[Passage given start]

On Sat, Jan 21, 2023 at 09:46:02PM -0500, Tianyu Lan wrote:
> From: Tianyu Lan <tiala@microsoft.com>
>
> Add a #HV exception handler that uses IST stack.
>
> Signed-off-by: Tianyu Lan <tiala@microsoft.com>
> ---
> Change since RFC V2:
> * Remove unnecessary line in the change log.
> ---
> arch/x86/entry/entry_64.S | 58 +++++++++++++++++++++++++++
> arch/x86/include/asm/cpu_entry_area.h | 6 +++
> arch/x86/include/asm/idtentry.h | 39 +++++++++++++++++-
> arch/x86/include/asm/page_64_types.h | 1 +
> arch/x86/include/asm/trapnr.h | 1 +
> arch/x86/include/asm/traps.h | 1 +
> arch/x86/kernel/cpu/common.c | 1 +
> arch/x86/kernel/dumpstack_64.c | 9 ++++-
> arch/x86/kernel/idt.c | 1 +
> arch/x86/kernel/sev.c | 53 ++++++++++++++++++++++++
> arch/x86/kernel/traps.c | 40 ++++++++++++++++++
> arch/x86/mm/cpu_entry_area.c | 2 +
> 12 files changed, 209 insertions(+), 3 deletions(-)

[Passage given end]
[Data excerpts start]

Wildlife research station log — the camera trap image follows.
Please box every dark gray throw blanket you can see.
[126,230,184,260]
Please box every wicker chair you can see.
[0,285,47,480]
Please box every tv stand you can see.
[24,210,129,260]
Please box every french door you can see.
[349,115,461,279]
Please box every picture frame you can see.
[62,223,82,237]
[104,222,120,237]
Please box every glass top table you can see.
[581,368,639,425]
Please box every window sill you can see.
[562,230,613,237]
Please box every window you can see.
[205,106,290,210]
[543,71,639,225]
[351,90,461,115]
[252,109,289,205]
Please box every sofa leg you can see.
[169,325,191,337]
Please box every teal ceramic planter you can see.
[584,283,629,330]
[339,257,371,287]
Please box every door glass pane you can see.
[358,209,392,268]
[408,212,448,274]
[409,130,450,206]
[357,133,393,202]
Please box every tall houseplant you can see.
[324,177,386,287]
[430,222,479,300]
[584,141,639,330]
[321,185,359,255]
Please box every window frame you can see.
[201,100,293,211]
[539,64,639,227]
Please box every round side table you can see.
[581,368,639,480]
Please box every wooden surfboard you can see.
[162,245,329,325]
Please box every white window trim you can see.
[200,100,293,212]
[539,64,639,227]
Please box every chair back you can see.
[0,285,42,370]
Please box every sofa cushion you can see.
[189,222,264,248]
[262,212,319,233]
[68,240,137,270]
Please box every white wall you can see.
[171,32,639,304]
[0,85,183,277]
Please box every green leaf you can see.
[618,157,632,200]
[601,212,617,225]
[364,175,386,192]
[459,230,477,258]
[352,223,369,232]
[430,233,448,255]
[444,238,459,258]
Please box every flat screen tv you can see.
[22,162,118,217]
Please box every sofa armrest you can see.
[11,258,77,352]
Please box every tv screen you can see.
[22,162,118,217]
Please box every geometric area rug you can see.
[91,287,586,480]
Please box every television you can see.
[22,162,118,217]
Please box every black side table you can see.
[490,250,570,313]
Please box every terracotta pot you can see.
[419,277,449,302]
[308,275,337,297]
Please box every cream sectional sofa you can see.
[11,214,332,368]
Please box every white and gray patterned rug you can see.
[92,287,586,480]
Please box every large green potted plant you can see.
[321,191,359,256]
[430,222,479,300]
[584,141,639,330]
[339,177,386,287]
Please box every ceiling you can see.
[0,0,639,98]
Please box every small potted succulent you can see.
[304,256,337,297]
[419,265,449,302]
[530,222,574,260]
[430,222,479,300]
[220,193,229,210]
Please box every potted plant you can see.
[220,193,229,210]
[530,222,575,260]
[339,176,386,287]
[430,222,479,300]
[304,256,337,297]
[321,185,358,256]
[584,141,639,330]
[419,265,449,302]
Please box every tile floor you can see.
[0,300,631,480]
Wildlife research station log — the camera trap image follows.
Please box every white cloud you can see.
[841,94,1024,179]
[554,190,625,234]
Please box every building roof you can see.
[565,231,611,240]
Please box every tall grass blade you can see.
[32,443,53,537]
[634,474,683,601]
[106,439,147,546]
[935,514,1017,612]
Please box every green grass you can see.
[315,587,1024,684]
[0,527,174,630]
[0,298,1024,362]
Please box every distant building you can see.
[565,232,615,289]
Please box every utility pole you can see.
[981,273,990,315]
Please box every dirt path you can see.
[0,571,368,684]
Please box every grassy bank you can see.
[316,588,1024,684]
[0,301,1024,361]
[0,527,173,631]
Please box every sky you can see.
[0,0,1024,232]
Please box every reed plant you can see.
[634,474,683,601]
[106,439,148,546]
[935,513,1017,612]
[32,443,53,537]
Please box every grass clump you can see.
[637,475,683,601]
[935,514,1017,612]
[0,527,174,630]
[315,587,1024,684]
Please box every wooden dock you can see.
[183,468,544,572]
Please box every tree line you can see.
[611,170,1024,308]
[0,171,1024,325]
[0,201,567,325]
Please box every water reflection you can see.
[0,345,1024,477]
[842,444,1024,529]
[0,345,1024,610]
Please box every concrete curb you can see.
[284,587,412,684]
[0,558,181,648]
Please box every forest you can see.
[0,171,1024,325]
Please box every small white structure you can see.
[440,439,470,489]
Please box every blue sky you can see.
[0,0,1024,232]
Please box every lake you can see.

[Data excerpts end]

Exercises |
a: Return the part of the #HV exception handler patch email that starts at "On Sat, Jan" and ends at "the change log.".
b: Answer these questions using the #HV exception handler patch email:
(i) According to the patch description, what does the patch add?
(ii) What change was made since RFC V2?
(iii) How many files were changed, and how many insertions and deletions were made?
c: Write what comes next in the #HV exception handler patch email, picking up after its last line.

Answers for the tasks |
a:
On Sat, Jan 21, 2023 at 09:46:02PM -0500, Tianyu Lan wrote:
> From: Tianyu Lan <tiala@microsoft.com>
>
> Add a #HV exception handler that uses IST stack.
>
> Signed-off-by: Tianyu Lan <tiala@microsoft.com>
> ---
> Change since RFC V2:
> * Remove unnecessary line in the change log.

b:
(i) A #HV exception handler that uses IST stack.
(ii) An unnecessary line in the change log was removed.
(iii) 12 files were changed, with 209 insertions and 3 deletions.

c:
>
> diff --git a/arch/x86/entry/entry_64.S b/arch/x86/entry/entry_64.S
> index 15739a2c0983..6baec7653f19 100644
> --- a/arch/x86/entry/entry_64.S
> +++ b/arch/x86/entry/entry_64.S
> @@ -563,6 +563,64 @@ SYM_CODE_START(\asmsym)
> .Lfrom_usermode_switch_stack_\@:
> idtentry_body user_\cfunc, has_error_code=1
>
> +_ASM_NOKPROBE(\asmsym)
> +SYM_CODE_END(\asmsym)
> +.endm
> +/*
> + * idtentry_hv - Macro to generate entry stub for #HV
> + * @vector: Vector number
> + * @asmsym: ASM symbol for the entry point
> + * @cfunc: C function to be called
> + *
> + * The macro emits code to set up the kernel context for #HV. The #HV handler
> + * runs on an IST stack and needs to be able to support nested #HV exceptions.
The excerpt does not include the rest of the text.